Problem >>
Please lay out the material as a Markdown table with the columns "Row" and "Text", giving each line a row number and leaving out blank lines. Include only the lines starting with the line that contains "Delineate the target" and going on through the line that contains "positive clicks: (55, 163)".

Input records >>
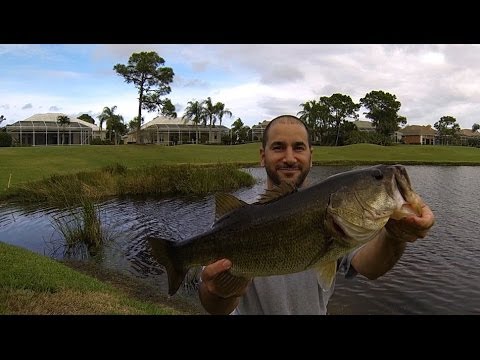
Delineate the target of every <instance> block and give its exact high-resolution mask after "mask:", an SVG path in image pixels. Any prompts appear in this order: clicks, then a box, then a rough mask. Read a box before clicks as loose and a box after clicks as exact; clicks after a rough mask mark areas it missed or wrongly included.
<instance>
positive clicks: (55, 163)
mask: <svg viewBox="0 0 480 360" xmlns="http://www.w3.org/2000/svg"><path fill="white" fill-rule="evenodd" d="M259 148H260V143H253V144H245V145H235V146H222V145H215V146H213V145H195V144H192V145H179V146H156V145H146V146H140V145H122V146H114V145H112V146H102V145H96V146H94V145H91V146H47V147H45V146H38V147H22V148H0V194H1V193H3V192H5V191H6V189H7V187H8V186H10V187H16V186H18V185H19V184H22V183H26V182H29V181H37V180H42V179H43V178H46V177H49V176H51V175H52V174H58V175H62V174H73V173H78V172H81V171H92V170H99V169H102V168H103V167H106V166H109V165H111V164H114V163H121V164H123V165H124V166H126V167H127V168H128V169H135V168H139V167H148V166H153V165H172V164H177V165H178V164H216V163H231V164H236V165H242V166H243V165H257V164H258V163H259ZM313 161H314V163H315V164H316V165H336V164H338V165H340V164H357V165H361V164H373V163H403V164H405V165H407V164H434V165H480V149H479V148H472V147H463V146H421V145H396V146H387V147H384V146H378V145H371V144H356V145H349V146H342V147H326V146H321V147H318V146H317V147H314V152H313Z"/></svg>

==

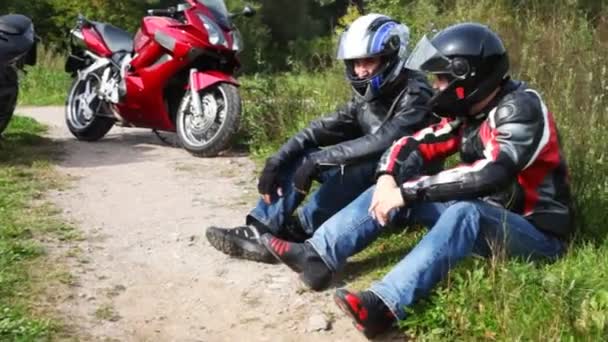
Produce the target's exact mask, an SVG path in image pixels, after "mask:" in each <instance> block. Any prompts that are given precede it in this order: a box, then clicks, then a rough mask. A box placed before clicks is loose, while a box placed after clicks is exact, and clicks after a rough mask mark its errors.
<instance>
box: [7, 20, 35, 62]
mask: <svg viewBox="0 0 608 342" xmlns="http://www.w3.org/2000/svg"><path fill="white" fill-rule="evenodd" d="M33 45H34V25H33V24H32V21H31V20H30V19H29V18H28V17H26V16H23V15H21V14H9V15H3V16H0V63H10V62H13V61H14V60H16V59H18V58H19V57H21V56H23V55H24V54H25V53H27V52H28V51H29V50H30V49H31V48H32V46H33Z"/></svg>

--

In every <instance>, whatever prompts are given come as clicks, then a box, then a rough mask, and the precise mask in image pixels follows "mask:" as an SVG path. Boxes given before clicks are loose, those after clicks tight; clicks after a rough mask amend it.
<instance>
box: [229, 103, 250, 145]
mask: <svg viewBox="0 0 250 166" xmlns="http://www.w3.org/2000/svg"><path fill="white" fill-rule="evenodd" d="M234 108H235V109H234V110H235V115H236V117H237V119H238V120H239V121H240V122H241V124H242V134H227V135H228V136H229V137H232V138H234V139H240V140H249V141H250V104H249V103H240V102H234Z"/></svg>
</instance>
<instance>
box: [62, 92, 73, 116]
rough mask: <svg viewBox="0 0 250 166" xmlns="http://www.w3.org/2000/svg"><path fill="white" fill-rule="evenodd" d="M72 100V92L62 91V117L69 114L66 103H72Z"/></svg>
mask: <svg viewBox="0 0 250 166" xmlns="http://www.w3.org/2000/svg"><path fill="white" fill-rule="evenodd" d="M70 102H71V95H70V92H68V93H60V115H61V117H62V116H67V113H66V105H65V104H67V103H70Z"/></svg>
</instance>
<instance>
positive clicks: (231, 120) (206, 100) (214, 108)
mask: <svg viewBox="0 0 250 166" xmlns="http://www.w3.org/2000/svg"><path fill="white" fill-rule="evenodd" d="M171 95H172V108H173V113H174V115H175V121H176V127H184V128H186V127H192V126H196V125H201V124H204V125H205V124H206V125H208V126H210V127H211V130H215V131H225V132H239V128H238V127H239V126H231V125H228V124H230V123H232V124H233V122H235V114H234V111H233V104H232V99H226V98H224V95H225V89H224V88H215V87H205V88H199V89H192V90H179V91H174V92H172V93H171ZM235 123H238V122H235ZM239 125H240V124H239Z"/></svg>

Solution to this task >>
| Row | Text |
|---|---|
| 1 | Delineate the target of every <instance> block and give its exact high-resolution mask after "mask:", an SVG path in image pixels. Any prompts appear in this order: clicks, then a box, then a rough mask. Read a box before clicks as loose and a box after clicks as exact; clicks after a rough mask mark areas it missed or wrongly included. |
| 2 | <instance> |
| 3 | positive clicks: (55, 163) |